Images excluded, repeat each entry below exactly.

(Collected data)
• • • •

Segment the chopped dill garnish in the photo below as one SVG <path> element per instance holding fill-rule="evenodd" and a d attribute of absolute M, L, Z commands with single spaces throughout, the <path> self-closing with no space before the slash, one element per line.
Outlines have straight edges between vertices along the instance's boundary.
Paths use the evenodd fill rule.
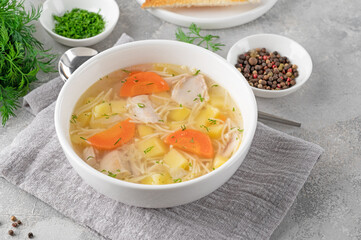
<path fill-rule="evenodd" d="M 109 176 L 109 177 L 112 177 L 112 178 L 116 178 L 116 177 L 117 177 L 117 174 L 112 173 L 111 171 L 108 171 L 108 176 Z"/>
<path fill-rule="evenodd" d="M 118 143 L 120 140 L 122 140 L 122 138 L 119 138 L 119 139 L 114 143 L 114 145 L 117 145 L 117 143 Z"/>
<path fill-rule="evenodd" d="M 158 163 L 158 164 L 159 164 L 159 161 L 155 161 L 155 163 Z"/>
<path fill-rule="evenodd" d="M 121 83 L 125 83 L 125 82 L 127 82 L 127 79 L 125 79 L 125 80 L 122 80 L 122 81 L 120 81 Z"/>
<path fill-rule="evenodd" d="M 191 92 L 191 90 L 188 90 L 187 92 Z"/>
<path fill-rule="evenodd" d="M 162 120 L 162 119 L 159 119 L 159 120 L 158 120 L 158 122 L 164 122 L 164 120 Z"/>
<path fill-rule="evenodd" d="M 217 124 L 217 120 L 208 118 L 208 121 L 211 125 Z"/>
<path fill-rule="evenodd" d="M 127 70 L 127 69 L 122 69 L 123 72 L 125 73 L 131 73 L 131 71 Z"/>
<path fill-rule="evenodd" d="M 134 82 L 139 82 L 139 80 L 134 80 Z"/>
<path fill-rule="evenodd" d="M 207 126 L 201 125 L 201 128 L 205 128 L 207 130 L 207 132 L 209 132 L 209 128 Z"/>
<path fill-rule="evenodd" d="M 187 128 L 186 128 L 186 125 L 182 125 L 181 128 L 182 128 L 182 131 L 184 131 L 184 130 L 187 129 Z"/>
<path fill-rule="evenodd" d="M 182 182 L 182 179 L 181 178 L 173 179 L 173 182 L 175 182 L 175 183 Z"/>
<path fill-rule="evenodd" d="M 107 170 L 105 170 L 105 169 L 103 169 L 103 170 L 101 170 L 101 172 L 106 172 Z"/>
<path fill-rule="evenodd" d="M 182 104 L 179 104 L 179 107 L 183 107 L 183 105 L 182 105 Z"/>
<path fill-rule="evenodd" d="M 145 150 L 144 150 L 144 154 L 149 153 L 153 148 L 154 148 L 154 146 L 151 146 L 151 147 L 145 149 Z"/>
<path fill-rule="evenodd" d="M 190 143 L 194 143 L 194 139 L 192 138 L 189 142 L 190 142 Z"/>
<path fill-rule="evenodd" d="M 218 87 L 219 85 L 218 84 L 213 84 L 212 87 Z"/>
<path fill-rule="evenodd" d="M 83 139 L 84 141 L 88 141 L 86 138 L 80 137 L 81 139 Z"/>
<path fill-rule="evenodd" d="M 78 117 L 77 117 L 75 114 L 73 114 L 73 115 L 71 115 L 71 120 L 70 120 L 70 122 L 71 122 L 71 123 L 76 123 L 76 119 L 78 119 Z"/>
<path fill-rule="evenodd" d="M 193 166 L 192 163 L 189 163 L 189 166 L 192 167 Z"/>
<path fill-rule="evenodd" d="M 154 84 L 154 83 L 151 82 L 151 83 L 148 83 L 147 85 L 153 85 L 153 84 Z"/>
<path fill-rule="evenodd" d="M 175 138 L 174 136 L 172 136 L 171 138 Z"/>
<path fill-rule="evenodd" d="M 200 71 L 201 71 L 201 70 L 198 69 L 198 70 L 193 74 L 193 76 L 197 76 Z"/>
<path fill-rule="evenodd" d="M 235 108 L 233 108 L 233 109 L 232 109 L 232 111 L 234 112 L 234 111 L 236 111 L 236 109 L 235 109 Z"/>
<path fill-rule="evenodd" d="M 86 158 L 86 160 L 89 160 L 89 159 L 91 159 L 91 158 L 94 158 L 94 157 L 93 157 L 93 156 L 89 156 L 89 157 Z"/>
<path fill-rule="evenodd" d="M 213 168 L 213 170 L 216 170 L 215 168 Z"/>
<path fill-rule="evenodd" d="M 143 103 L 138 103 L 138 107 L 140 107 L 140 108 L 144 108 L 144 107 L 145 107 L 145 105 L 144 105 Z"/>
<path fill-rule="evenodd" d="M 237 128 L 238 132 L 243 132 L 243 129 Z"/>
<path fill-rule="evenodd" d="M 197 96 L 199 97 L 199 101 L 201 101 L 201 102 L 203 102 L 203 101 L 204 101 L 204 98 L 202 97 L 202 95 L 201 95 L 201 94 L 198 94 Z"/>
<path fill-rule="evenodd" d="M 117 170 L 115 170 L 115 171 L 120 172 L 120 169 L 117 169 Z"/>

• • • •

▶ RESULT
Segment the chopped dill garnish in the photo below as one SVG <path> element per instance holding fill-rule="evenodd" and a d attribute of absolute M, L, Z commands with single spaces throughout, the <path> self-closing with no space before the slash, one element per line.
Outlines have straight edges between vertices along the instance's boundary.
Paths use the evenodd fill rule.
<path fill-rule="evenodd" d="M 109 176 L 109 177 L 112 177 L 112 178 L 116 178 L 116 177 L 117 177 L 117 174 L 112 173 L 111 171 L 108 171 L 108 176 Z"/>
<path fill-rule="evenodd" d="M 118 143 L 120 140 L 122 140 L 122 138 L 119 138 L 119 139 L 114 143 L 114 145 L 117 145 L 117 143 Z"/>
<path fill-rule="evenodd" d="M 158 163 L 158 164 L 159 164 L 159 161 L 155 161 L 155 163 Z"/>
<path fill-rule="evenodd" d="M 121 83 L 125 83 L 125 82 L 127 82 L 127 79 L 125 79 L 125 80 L 122 80 L 122 81 L 120 81 Z"/>
<path fill-rule="evenodd" d="M 191 92 L 191 90 L 188 90 L 187 92 Z"/>
<path fill-rule="evenodd" d="M 162 120 L 162 119 L 159 119 L 159 120 L 158 120 L 158 122 L 164 122 L 164 120 Z"/>
<path fill-rule="evenodd" d="M 217 124 L 217 120 L 208 118 L 208 121 L 211 125 Z"/>
<path fill-rule="evenodd" d="M 127 70 L 127 69 L 122 69 L 123 72 L 125 73 L 131 73 L 131 71 Z"/>
<path fill-rule="evenodd" d="M 134 82 L 139 82 L 139 80 L 134 80 Z"/>
<path fill-rule="evenodd" d="M 207 126 L 201 125 L 201 128 L 205 128 L 207 130 L 207 132 L 209 132 L 209 128 Z"/>
<path fill-rule="evenodd" d="M 187 128 L 186 128 L 186 125 L 182 125 L 181 128 L 182 128 L 182 131 L 184 131 L 184 130 L 187 129 Z"/>
<path fill-rule="evenodd" d="M 182 182 L 182 179 L 181 178 L 173 179 L 173 182 L 175 182 L 175 183 Z"/>
<path fill-rule="evenodd" d="M 107 170 L 105 170 L 105 169 L 103 169 L 103 170 L 101 170 L 101 172 L 106 172 Z"/>
<path fill-rule="evenodd" d="M 182 104 L 179 104 L 179 107 L 183 107 L 183 105 L 182 105 Z"/>
<path fill-rule="evenodd" d="M 145 150 L 144 150 L 144 154 L 149 153 L 153 148 L 154 148 L 154 146 L 151 146 L 151 147 L 145 149 Z"/>
<path fill-rule="evenodd" d="M 190 143 L 194 143 L 194 139 L 192 138 L 189 142 L 190 142 Z"/>
<path fill-rule="evenodd" d="M 218 87 L 219 85 L 218 84 L 213 84 L 212 87 Z"/>
<path fill-rule="evenodd" d="M 83 139 L 84 141 L 88 141 L 86 138 L 80 137 L 81 139 Z"/>
<path fill-rule="evenodd" d="M 78 117 L 77 117 L 75 114 L 73 114 L 73 115 L 71 115 L 71 120 L 70 120 L 70 122 L 71 122 L 71 123 L 76 123 L 76 119 L 78 119 Z"/>
<path fill-rule="evenodd" d="M 193 166 L 192 163 L 189 163 L 189 166 L 192 167 Z"/>
<path fill-rule="evenodd" d="M 154 84 L 154 83 L 151 82 L 151 83 L 148 83 L 147 85 L 153 85 L 153 84 Z"/>
<path fill-rule="evenodd" d="M 175 138 L 174 136 L 172 136 L 171 138 Z"/>
<path fill-rule="evenodd" d="M 200 71 L 201 71 L 201 70 L 198 69 L 198 70 L 193 74 L 193 76 L 197 76 Z"/>
<path fill-rule="evenodd" d="M 235 108 L 233 108 L 233 109 L 232 109 L 232 111 L 234 112 L 234 111 L 236 111 L 236 109 L 235 109 Z"/>
<path fill-rule="evenodd" d="M 86 158 L 86 160 L 89 160 L 89 159 L 91 159 L 91 158 L 94 158 L 94 157 L 93 157 L 93 156 L 89 156 L 89 157 Z"/>
<path fill-rule="evenodd" d="M 213 168 L 213 170 L 216 170 L 215 168 Z"/>
<path fill-rule="evenodd" d="M 143 103 L 138 103 L 138 107 L 140 107 L 140 108 L 144 108 L 144 107 L 145 107 L 145 105 L 144 105 Z"/>
<path fill-rule="evenodd" d="M 237 128 L 238 132 L 243 132 L 243 129 Z"/>
<path fill-rule="evenodd" d="M 197 96 L 199 97 L 199 101 L 201 101 L 201 102 L 203 102 L 203 101 L 204 101 L 204 98 L 202 97 L 202 95 L 201 95 L 201 94 L 198 94 Z"/>
<path fill-rule="evenodd" d="M 117 170 L 115 170 L 115 171 L 120 172 L 120 169 L 117 169 Z"/>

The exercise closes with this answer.